--- Source text ---

Appendix F: Using the GDB Debugger

Overview

By the time you read this appendix, you will likely have written at least one program with an error in it. In assembly language, even minor errors usually have results such as the whole program crashing with a segmentation fault error. In most programming languages, you can simply print out the values in your variables as you go along, and use that output to find out where you went wrong. In assembly language, calling output functions is not so easy. Therefore, to aid in determining the source of errors, you must use a source debugger.

A debugger is a program that helps you find bugs by stepping through the program one step at a time, letting you examine memory and register contents along the way. A source debugger is a debugger that allows you to tie the debugging operation directly to the source code of a program. This means that the debugger allows you to look at the source code as you typed it in - complete with symbols, labels, and comments.

The debugger we will be looking at is GDB - the GNU Debugger. This application is present on almost all GNU/Linux distributions. It can debug programs in multiple programming languages, including assembly language.

An Example Debugging Session

The best way to explain how a debugger works is by using it. The program we will be using the debugger on is the maximum program used in Chapter 3. Let's say that you entered the program perfectly, except that you left out the line:

 incl %edi

When you run the program, it just goes in an infinite loop - it never exits. To determine the cause, you need to run the program under GDB. However, to do this, you need to have the assembler include debugging information in the executable. All you need to do to enable this is to add the --gstabs option to the as command. So, you would assemble it like this:

as --gstabs maximum.s -o maximum.o

Linking would be the same as normal. "stabs" is the debugging format used by GDB. Now, to run the program under the debugger, you would type in gdb ./maximum. Be sure that the source files are in the current directory. The output should look similar to this:

GNU gdb Red Hat Linux (5.2.1-4)
Copyright 2002 Free Software Foundation, Inc.
GDB is free software, covered by the GNU General Public
License, and you are welcome to change it and/or
distribute copies of it under certain conditions. Type
"show copying" to see the conditions. There is
absolutely no warranty for GDB. Type "show warranty"
for details.
This GDB was configured as "i386-redhat-linux"...
(gdb)

Depending on which version of GDB you are running, this output may vary slightly. At this point, the program is loaded, but is not running yet. The debugger is waiting your command. To run your program, just type in run. This will not return, because the program is running in an infinite loop. To stop the program, hit control-c. The screen will then say this:

Starting program: /home/johnnyb/maximum

Program received signal SIGINT, Interrupt.

--- Raw data ---

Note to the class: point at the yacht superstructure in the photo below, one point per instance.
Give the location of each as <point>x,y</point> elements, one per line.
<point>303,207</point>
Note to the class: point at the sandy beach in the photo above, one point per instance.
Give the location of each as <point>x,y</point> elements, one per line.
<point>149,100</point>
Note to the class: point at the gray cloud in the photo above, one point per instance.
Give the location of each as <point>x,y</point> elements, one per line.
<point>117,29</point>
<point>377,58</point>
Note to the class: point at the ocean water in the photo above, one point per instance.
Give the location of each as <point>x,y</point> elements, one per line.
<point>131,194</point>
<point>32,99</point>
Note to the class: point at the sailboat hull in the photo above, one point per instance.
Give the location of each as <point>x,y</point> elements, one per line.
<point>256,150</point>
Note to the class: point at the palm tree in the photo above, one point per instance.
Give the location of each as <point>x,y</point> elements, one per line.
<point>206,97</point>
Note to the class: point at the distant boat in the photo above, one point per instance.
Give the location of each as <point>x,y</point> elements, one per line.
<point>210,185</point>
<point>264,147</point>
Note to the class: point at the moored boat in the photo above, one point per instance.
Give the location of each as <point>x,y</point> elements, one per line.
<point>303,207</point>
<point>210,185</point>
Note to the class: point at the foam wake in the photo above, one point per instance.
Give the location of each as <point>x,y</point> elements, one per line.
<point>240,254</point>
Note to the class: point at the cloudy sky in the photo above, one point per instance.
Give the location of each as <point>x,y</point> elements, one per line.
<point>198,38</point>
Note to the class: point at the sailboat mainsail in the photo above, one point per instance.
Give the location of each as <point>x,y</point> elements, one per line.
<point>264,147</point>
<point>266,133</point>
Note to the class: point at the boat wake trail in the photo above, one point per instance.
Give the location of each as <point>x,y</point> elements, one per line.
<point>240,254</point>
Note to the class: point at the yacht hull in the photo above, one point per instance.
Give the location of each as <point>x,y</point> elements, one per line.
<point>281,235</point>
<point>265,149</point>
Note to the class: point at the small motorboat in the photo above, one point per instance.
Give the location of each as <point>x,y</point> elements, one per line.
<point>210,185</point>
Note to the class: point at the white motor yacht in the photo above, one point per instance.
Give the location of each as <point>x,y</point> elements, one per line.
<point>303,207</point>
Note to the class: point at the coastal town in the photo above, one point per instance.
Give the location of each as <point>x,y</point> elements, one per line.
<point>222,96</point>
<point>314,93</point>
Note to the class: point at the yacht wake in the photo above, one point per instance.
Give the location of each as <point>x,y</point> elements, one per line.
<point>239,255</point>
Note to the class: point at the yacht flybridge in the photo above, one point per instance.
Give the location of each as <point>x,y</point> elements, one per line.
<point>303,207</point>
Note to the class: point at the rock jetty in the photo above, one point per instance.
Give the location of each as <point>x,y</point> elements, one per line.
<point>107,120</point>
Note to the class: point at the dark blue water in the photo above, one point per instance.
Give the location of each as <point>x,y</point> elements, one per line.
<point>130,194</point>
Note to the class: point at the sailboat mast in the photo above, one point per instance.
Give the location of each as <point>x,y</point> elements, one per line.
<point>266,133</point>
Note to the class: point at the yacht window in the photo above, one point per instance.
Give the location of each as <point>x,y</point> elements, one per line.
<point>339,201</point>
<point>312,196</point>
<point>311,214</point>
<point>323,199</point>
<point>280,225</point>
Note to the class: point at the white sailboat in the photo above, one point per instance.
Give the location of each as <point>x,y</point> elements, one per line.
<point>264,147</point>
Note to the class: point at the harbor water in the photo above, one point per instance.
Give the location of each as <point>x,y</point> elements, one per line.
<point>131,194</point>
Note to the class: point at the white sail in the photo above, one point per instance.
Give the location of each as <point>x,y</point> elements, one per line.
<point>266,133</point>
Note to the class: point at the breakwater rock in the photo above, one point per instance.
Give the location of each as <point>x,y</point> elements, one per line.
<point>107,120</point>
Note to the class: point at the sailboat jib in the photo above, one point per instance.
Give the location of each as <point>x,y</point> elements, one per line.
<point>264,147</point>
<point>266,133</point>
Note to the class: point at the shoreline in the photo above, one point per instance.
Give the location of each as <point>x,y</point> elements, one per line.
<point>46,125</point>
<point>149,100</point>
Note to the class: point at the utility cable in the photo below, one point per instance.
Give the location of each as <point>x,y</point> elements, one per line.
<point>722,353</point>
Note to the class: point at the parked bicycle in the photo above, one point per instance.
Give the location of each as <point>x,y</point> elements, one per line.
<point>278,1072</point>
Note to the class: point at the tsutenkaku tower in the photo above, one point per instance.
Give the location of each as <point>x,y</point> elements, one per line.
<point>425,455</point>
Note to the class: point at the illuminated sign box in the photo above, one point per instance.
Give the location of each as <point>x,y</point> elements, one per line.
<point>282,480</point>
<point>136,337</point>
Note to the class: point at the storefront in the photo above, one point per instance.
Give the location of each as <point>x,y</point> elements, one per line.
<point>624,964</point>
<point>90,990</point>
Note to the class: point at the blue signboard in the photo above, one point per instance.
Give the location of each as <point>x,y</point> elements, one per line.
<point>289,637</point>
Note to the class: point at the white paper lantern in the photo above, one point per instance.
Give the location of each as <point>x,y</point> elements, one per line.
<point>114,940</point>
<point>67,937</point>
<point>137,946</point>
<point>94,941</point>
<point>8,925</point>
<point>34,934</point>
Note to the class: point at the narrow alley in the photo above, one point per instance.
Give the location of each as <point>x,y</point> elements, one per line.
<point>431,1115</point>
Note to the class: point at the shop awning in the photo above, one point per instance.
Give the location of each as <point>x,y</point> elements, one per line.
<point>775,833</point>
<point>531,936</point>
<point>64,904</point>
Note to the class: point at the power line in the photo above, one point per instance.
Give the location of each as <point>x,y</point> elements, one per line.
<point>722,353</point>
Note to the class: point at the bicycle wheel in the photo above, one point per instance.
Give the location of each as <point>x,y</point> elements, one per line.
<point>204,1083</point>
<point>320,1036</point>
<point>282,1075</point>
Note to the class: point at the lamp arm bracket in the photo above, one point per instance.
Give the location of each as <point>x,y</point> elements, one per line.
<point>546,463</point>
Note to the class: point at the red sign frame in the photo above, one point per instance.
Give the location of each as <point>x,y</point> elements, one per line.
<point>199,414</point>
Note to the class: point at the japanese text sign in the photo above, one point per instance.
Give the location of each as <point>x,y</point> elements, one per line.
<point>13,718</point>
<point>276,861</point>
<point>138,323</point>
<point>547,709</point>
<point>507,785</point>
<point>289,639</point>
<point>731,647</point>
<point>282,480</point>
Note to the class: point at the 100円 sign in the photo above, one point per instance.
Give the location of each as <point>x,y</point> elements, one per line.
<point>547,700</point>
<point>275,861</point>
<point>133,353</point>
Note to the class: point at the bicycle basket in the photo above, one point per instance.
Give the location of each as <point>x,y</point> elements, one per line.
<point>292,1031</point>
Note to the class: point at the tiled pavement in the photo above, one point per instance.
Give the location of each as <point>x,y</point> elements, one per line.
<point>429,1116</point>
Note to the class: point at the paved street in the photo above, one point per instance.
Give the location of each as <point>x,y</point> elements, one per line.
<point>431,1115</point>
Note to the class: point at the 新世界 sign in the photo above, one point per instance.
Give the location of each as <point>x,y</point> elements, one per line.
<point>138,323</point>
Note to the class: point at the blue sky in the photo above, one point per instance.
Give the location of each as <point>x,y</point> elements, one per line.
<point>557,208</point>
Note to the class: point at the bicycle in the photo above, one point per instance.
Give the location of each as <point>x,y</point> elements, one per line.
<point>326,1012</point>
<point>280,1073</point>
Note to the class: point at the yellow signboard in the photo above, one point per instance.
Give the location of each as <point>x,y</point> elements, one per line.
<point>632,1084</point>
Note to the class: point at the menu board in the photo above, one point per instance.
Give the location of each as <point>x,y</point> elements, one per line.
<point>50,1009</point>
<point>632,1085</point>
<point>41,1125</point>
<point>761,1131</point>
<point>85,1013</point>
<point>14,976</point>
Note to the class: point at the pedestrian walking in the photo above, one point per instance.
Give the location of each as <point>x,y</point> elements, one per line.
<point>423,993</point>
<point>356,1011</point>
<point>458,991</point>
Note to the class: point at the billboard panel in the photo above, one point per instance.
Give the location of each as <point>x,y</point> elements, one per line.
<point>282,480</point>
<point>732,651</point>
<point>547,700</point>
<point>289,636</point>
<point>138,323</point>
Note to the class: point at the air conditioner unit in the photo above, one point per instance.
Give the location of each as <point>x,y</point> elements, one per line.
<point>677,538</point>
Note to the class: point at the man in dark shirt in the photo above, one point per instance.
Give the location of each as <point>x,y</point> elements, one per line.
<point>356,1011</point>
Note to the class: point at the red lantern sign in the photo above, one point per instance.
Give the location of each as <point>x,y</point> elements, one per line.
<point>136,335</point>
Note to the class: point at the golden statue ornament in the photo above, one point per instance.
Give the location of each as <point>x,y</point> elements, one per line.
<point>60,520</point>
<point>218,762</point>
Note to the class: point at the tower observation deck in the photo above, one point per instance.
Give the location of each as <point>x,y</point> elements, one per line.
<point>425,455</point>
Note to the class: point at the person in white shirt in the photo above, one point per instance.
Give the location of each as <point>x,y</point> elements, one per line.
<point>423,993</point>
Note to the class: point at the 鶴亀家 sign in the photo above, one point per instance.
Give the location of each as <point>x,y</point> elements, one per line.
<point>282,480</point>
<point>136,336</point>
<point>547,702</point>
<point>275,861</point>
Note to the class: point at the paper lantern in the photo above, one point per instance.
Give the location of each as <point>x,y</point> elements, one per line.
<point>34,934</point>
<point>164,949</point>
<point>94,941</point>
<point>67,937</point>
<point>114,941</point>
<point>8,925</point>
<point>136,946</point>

---

Given instruction 1. In the GDB appendix, which option added to the as command makes the assembler include debugging information?
Given instruction 2. Copy out the GDB appendix word for word from "Linking would be" to "Hat Linux (5.2.1-4)".

Full response 1. The --gstabs option.

Full response 2.
Linking would be the same as normal. "stabs" is the debugging format used by GDB. Now, to run the program under the debugger, you would type in gdb ./maximum. Be sure that the source files are in the current directory. The output should look similar to this:

GNU gdb Red Hat Linux (5.2.1-4)